* **ページ本文**
★ ★ ★ ★ ★ ★ ★
はじめに
Cloud Runにデプロイすると自動的に付与される xxx.run.app
というURLがあります。このURL自体もGoogleの高度なインフラ上で動作し、トラフィックに応じて自動でスケーリングしてくれます。では、なぜわざわざCloud Load Balancingを使う選択肢があるのか、聞かれました。その場ではCloud Armor(WAF)など連携ができ、セキュア面で必要であることを伝えましたが、せっかくなので具体的に回答できるよう、調べてまとめることにしました。
それぞれの特徴と使い分けを分かりやすく記載します。
結論:どちらを選ぶべきか
まずは結論から。ユースケースに合わせて選ぶ必要があります。
-
とりあえず始めるなら、デフォルトURL (
xxx.run.app
)- 開発・テスト環境
- 社内向けのツール
- シンプルなAPIやWebサイト
コストを最小限に抑え、すぐに公開したい場合におすすめです。
-
本格的な本番環境なら、Cloud Load Balancing
- 独自のドメイン (
www.your-service.com
など) を使いたい - 複数のサービスやリージョンにリクエストを振り分けたい
- CDNでコンテンツを高速化したい
- WAF(Web Application Firewall)でセキュリティを強化したい
高い信頼性、柔軟なルーティング、高度なセキュリティが求められる場合におすすめです。
- 独自のドメイン (
それぞれの仕組みと特徴
なぜ上記のような使い分けになるのか、それぞれの仕組みと特徴を整理します。
1. Cloud RunのデフォルトURL (xxx.run.app
)
Cloud Runのサービスを作成すると、Googleが管理する run.app
ドメインのサブドメインとして、ユニークなURLが自動的に発行されます。
メリット
- 設定不要ですぐに使える: デプロイするだけで、HTTPS対応のURLが手に入ります。SSL証明書の管理もGoogleが自動で行ってくれます。
- コストが安い: Cloud Load Balancingの利用料金がかかりません。Cloud Runの利用料金だけで済みます。
- グローバルに利用可能: Googleのグローバルネットワーク上で動作するため、世界中のどこからアクセスしても最適な経路で接続されます。スケーリングももちろん自動です。
デメリット
-
ドメインが固定:
xxx.run.app
という形式のURLしか使えず、独自のドメインを直接割り当てることができません。 - 機能がシンプル: CDN連携やWAF(セキュリティ機能)の追加、パスベースの細かいルーティング設定などはできなさそうです。
★ ★ ★ ★ ★ ★ ★
* **データ行**

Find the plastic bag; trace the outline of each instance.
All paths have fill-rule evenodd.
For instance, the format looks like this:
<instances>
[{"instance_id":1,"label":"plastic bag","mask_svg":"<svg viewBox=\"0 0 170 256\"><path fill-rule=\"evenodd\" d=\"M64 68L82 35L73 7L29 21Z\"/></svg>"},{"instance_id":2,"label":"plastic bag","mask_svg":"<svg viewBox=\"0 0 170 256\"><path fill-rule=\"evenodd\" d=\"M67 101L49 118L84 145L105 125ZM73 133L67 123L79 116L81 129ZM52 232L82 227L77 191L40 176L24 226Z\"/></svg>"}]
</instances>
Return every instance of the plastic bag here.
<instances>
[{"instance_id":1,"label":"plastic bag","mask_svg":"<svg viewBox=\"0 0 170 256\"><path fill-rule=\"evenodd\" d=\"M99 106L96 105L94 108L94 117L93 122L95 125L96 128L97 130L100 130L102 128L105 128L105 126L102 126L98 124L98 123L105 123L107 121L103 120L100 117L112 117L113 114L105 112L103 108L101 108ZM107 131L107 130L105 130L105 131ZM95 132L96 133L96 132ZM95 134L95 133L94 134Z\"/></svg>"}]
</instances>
★ ★ ★ ★ ★ ★ ★
* **やること一覧**
A - Cloud Runの解説文について、次の問いに答えてください。
(i) デフォルトURLはどのような場合におすすめとされていますか。
(ii) Cloud Load Balancingはどのような場合におすすめとされていますか。
(iii) デフォルトURLは、Googleが管理するどのドメインのサブドメインとして発行されますか。
B - Cloud Runの解説文で、本格的な本番環境でCloud Load Balancingを選ぶ場合の項目として挙げられているものをすべて書き出してください。
C - Cloud Runの解説文を、最後の文の後から続けて書いてください。

* **解答**
A -
(i) コストを最小限に抑え、すぐに公開したい場合
(ii) 高い信頼性、柔軟なルーティング、高度なセキュリティが求められる場合
(iii) run.app

B -
- 独自のドメイン(www.your-service.com など)を使いたい
- 複数のサービスやリージョンにリクエストを振り分けたい
- CDNでコンテンツを高速化したい
- WAF(Web Application Firewall)でセキュリティを強化したい

C -
2. Cloud Load Balancing
Cloud Load Balancingは、Google Cloudが提供する高性能なロードバランサです。Cloud Runをそのバックエンド(リクエストの転送先)の一つとして設定することができます。
メリット
-
カスタムドメインが使える:
www.your-service.com
のような独自のドメイン名を設定できます。 -
高度なルーティング: URLのパス (
/api/
や/images/
) に応じて、リクエストを別のCloud Runサービスや、全く別のサービス(Cloud Storageなど)に振り分けることができます。 -
他のGoogle Cloudサービスとの連携:
- Cloud CDN: 静的コンテンツをキャッシュさせ、Webサイトの表示を高速化できます。
- Google Cloud Armor: DDoS攻撃からの保護や、IPアドレス・国別のアクセス制限など、高度なセキュリティ(WAF)を実現できます。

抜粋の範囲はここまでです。